⟨

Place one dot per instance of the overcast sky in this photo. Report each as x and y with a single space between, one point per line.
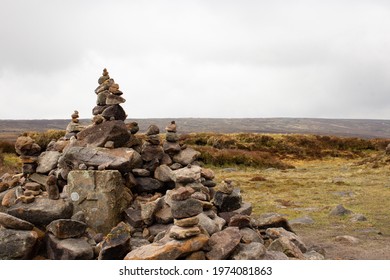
228 59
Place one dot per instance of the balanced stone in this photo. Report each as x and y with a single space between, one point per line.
153 130
113 99
114 112
171 127
66 228
180 233
11 222
186 208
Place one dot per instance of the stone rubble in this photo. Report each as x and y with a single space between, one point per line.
105 192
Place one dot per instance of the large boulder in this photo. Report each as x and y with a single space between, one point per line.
26 146
168 248
114 112
42 211
11 222
122 159
16 244
100 195
116 244
99 134
223 243
68 249
186 156
47 161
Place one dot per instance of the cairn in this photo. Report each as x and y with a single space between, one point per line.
108 101
105 192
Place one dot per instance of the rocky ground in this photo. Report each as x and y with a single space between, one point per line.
308 194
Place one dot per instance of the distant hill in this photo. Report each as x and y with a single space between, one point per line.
10 129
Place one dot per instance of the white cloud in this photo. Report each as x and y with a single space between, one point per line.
197 58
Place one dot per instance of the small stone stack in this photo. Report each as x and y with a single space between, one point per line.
73 127
108 100
28 151
151 152
185 210
171 145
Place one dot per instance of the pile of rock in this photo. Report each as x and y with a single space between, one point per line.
106 192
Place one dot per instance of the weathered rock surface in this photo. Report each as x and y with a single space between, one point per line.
48 161
98 135
186 208
16 244
123 159
100 195
251 251
223 243
42 211
66 228
116 244
186 156
285 245
168 248
68 249
11 222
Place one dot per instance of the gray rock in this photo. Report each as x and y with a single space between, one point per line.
47 161
306 220
11 222
187 174
17 244
134 218
164 215
141 172
163 173
271 220
180 233
358 218
97 110
275 233
240 221
68 249
186 208
147 184
228 203
153 130
148 209
113 99
251 251
168 249
208 224
101 98
66 228
100 195
340 210
249 235
171 137
186 156
223 243
151 152
98 135
285 245
274 255
114 112
313 255
116 244
122 159
26 146
42 211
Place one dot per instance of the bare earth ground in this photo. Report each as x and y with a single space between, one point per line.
313 189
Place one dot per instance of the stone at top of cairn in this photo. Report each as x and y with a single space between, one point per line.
104 76
171 127
75 116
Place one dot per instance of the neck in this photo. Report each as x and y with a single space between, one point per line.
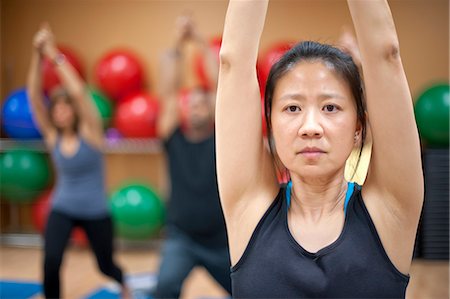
316 198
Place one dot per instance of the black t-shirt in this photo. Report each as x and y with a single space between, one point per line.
194 205
274 265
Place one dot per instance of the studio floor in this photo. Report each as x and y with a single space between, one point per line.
429 279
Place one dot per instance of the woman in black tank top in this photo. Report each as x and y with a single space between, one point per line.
320 236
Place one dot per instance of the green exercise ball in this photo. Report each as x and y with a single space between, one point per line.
24 175
137 211
432 115
104 106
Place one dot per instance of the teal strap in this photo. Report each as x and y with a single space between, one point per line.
348 195
288 193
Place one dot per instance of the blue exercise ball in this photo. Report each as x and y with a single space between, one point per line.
17 118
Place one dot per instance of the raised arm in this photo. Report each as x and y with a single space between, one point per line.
170 71
34 90
393 190
90 121
245 172
396 161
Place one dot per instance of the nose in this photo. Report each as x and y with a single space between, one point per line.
311 126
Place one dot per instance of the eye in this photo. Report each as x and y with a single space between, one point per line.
293 109
330 108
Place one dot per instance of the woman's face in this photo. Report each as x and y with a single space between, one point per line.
314 120
63 114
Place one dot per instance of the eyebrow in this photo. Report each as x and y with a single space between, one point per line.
323 96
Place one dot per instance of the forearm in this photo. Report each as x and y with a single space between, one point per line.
374 27
34 82
69 77
241 37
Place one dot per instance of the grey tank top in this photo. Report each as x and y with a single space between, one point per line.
79 190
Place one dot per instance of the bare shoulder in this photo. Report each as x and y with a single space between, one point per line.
395 226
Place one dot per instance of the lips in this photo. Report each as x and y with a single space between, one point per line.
311 152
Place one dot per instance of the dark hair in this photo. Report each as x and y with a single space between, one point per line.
339 61
58 94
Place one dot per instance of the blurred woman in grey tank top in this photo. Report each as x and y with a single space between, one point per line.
72 131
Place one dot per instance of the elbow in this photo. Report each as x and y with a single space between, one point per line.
390 51
224 59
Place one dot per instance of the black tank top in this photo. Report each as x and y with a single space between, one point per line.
194 204
274 265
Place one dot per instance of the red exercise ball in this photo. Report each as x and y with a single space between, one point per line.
119 73
50 79
39 215
272 55
214 44
136 116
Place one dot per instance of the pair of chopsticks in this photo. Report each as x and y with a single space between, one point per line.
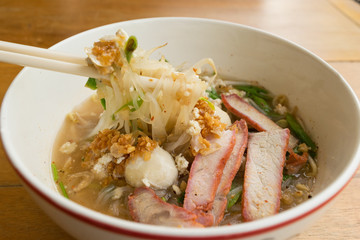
29 56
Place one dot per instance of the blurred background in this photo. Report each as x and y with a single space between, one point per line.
328 28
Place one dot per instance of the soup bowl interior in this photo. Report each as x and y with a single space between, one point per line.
37 102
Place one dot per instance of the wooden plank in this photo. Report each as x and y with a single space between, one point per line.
21 218
350 8
317 25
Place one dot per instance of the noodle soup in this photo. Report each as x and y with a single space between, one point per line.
153 138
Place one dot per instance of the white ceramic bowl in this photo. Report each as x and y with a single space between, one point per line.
37 101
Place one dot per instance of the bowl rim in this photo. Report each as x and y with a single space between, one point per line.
130 228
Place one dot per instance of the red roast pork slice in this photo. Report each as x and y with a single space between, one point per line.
231 168
263 173
204 178
146 207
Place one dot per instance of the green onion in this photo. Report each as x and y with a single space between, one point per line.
63 190
286 177
130 46
103 103
130 105
296 128
254 91
180 199
91 83
233 199
55 173
211 105
213 94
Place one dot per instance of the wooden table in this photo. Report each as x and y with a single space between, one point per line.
329 28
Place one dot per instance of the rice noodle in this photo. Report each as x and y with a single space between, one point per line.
161 98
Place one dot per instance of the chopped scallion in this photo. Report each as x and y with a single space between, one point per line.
130 46
233 199
130 105
254 91
63 190
103 103
213 94
55 172
298 130
91 83
180 199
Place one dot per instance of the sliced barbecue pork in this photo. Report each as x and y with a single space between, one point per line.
204 178
263 173
231 168
240 108
146 207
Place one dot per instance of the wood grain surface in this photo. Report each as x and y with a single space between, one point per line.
329 28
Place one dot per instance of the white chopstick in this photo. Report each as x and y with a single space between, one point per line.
46 59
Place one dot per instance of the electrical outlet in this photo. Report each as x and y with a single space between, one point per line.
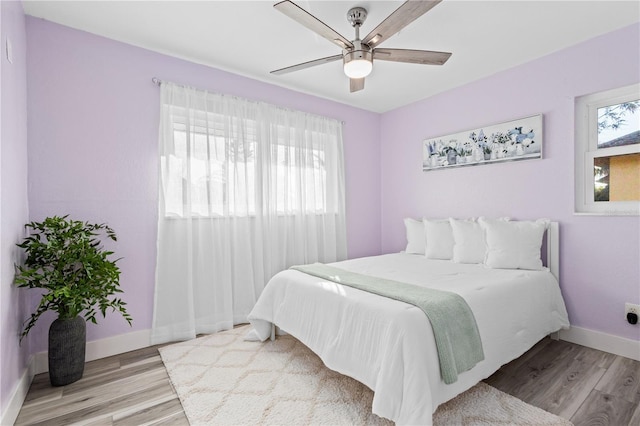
630 308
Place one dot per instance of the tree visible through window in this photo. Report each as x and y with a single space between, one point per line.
607 152
615 177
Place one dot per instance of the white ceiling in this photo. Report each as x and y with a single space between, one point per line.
251 38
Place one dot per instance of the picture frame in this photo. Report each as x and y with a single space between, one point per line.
514 140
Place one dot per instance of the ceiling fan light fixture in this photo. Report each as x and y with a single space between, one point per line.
358 63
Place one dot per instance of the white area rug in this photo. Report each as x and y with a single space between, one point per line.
223 380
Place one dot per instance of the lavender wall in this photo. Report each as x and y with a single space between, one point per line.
93 132
599 255
13 192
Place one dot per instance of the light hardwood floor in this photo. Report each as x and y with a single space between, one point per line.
587 386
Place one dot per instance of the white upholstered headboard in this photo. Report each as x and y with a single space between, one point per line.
553 249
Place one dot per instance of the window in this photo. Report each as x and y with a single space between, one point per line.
218 168
607 152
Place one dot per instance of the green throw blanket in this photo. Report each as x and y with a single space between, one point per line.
454 327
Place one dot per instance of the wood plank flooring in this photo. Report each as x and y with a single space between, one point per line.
586 386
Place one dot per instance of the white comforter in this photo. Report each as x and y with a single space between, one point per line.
389 345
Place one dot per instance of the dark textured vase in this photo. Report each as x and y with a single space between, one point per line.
67 342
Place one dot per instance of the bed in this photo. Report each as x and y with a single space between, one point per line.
389 345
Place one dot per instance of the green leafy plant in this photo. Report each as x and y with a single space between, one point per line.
66 259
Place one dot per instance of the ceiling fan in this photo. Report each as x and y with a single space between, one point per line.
358 54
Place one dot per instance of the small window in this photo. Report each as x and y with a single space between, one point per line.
607 152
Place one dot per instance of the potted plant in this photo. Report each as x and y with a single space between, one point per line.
65 258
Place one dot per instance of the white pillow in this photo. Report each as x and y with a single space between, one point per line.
439 239
514 245
415 236
469 242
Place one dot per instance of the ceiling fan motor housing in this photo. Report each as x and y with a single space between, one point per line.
356 16
359 52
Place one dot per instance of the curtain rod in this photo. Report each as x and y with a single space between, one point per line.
158 82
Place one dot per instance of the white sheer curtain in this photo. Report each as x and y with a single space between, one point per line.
246 189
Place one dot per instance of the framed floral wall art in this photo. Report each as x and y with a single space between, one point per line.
515 140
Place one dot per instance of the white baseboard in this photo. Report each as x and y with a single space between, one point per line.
10 414
604 342
102 348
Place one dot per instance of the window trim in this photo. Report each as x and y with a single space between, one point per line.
586 149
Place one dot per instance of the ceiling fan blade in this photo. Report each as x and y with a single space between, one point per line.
425 57
304 65
303 17
408 12
356 84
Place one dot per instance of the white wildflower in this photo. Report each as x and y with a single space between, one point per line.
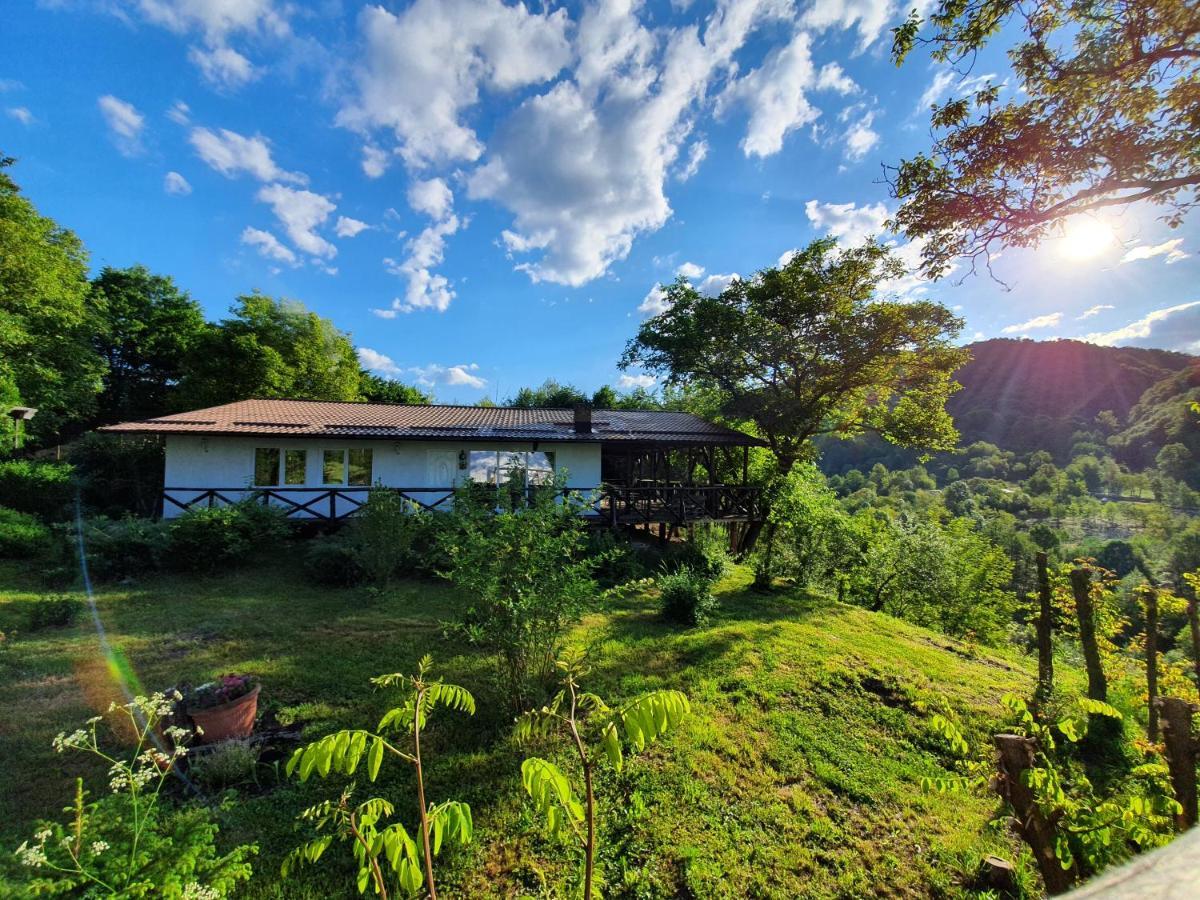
195 891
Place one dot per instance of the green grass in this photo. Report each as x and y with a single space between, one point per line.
796 775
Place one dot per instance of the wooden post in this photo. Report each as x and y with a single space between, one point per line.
1036 829
1181 756
1045 635
1150 598
1081 587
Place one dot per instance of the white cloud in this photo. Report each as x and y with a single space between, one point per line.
834 78
629 382
847 222
696 154
232 154
1175 328
859 138
1048 321
868 17
300 213
426 289
223 66
449 376
268 245
426 65
375 161
215 22
376 361
21 114
1169 249
124 121
175 184
432 197
774 95
349 227
947 83
582 166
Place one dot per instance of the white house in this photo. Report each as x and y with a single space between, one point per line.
318 459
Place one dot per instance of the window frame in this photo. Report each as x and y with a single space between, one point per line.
346 466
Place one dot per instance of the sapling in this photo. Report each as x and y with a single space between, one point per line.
571 714
360 825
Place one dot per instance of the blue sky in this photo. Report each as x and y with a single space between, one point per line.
485 195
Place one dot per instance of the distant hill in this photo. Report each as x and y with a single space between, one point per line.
1032 395
1035 395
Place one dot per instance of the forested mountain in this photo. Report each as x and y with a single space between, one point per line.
1033 395
1026 395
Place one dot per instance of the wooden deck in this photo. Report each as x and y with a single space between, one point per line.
609 504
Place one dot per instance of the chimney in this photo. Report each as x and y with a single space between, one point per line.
582 419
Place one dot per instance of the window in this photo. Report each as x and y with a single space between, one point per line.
342 467
335 467
360 467
498 467
267 466
294 465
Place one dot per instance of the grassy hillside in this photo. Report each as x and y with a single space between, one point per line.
797 774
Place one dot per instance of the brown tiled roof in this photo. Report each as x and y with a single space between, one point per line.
389 421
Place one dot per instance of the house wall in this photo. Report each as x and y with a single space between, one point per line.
198 463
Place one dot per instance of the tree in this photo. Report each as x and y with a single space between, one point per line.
147 328
1104 115
270 348
46 359
388 390
808 349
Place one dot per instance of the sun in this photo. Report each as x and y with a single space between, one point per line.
1085 238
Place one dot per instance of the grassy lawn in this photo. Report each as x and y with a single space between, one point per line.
796 775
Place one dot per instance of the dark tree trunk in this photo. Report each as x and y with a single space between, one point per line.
1081 587
1181 757
1045 636
1150 595
1036 829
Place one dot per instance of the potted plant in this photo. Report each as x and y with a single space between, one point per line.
225 708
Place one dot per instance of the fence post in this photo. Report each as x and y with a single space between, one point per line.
1181 756
1037 831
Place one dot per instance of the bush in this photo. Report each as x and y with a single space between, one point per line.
119 474
54 611
210 538
124 547
687 597
41 489
226 765
22 537
333 561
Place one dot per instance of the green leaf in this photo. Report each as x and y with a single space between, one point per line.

⟩

#### Short task:
Transcribe word for word the lines from the one holding "Place one dot per instance of the wooden deck" to the last line of the listing above, inclusive.

#### Correct response:
Place one dot per instance of the wooden deck in this photo. Report each as x and y with a single space between, one point per line.
609 504
Place one dot per instance of the chimney in this photo. Report each as x and y with a single space between, one point per line.
582 419
Place one dot per instance of the window in this photo. Report each as x and y with a single space between, one point per line.
342 467
335 467
360 467
498 467
267 466
294 465
Place one dot per instance of the grassy hillside in this photo. Report each as x and y with a single space between, one point per line.
797 774
Place one dot per instance of the brown tiled roof in this photo. Report each as x and y with a single space between, one point per line.
389 421
Place one dot per instance of the house wall in this photo. Report each as x and y with a single space between, one point per line.
198 463
Place one dot per instance of the tree in this photo. Report each as x and y with a single space between, one point per line.
147 328
1104 115
270 348
46 359
388 390
808 349
Place one dot per instance of the sun in this photo. Report each as x and y with a single space between, one point per line.
1085 238
Place one dot per instance of the grassy lawn in this photo. Report each as x and y with a single space between, one point per line.
796 775
Place one dot per instance of the dark tree trunk in this photo. Report each as x and y with a single space between, one point per line.
1081 587
1181 757
1045 636
1150 595
1036 829
Place one dot per instance of the potted plant in this photo. Report each as x and y with a single space between, one point per line.
225 708
Place one dot per instance of the fence post in this photo. Report each as x and y with a single space between, one point per line.
1181 756
1037 831
Place one dot per instance of the bush in this photo. Report each as x and y with a single space between, one point per line.
119 474
54 611
210 538
124 547
687 597
41 489
226 765
22 537
333 561
Place one dot per instance of the green leaf in this photo. Report each as x and y with a single space between, one point per line.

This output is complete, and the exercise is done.